About this exercise ->
Output the complete listing. Match it exactly.

Material supplied ->
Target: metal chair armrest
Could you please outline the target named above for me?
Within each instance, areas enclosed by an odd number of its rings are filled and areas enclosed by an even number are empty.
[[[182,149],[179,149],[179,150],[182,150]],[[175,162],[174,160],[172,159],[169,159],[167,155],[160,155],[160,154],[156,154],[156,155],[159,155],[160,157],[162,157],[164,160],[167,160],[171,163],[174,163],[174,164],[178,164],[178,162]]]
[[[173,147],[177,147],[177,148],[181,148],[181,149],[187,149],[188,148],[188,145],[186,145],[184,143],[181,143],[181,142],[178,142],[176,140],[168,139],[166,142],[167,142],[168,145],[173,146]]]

Task result ->
Target: metal chair armrest
Could you please outline the target named above for me?
Within each instance, areas enclosed by an odd number of its rings are filled and areas enclosed by an even number are empty.
[[[182,149],[179,149],[179,150],[182,150]],[[175,162],[174,160],[172,159],[169,159],[167,155],[160,155],[160,154],[156,154],[156,155],[159,155],[160,157],[162,157],[164,160],[167,160],[171,163],[174,163],[174,164],[178,164],[178,162]]]
[[[173,147],[177,147],[177,148],[181,148],[181,149],[187,149],[188,148],[188,145],[186,145],[184,143],[181,143],[181,142],[178,142],[176,140],[168,139],[166,142],[167,142],[168,145],[173,146]]]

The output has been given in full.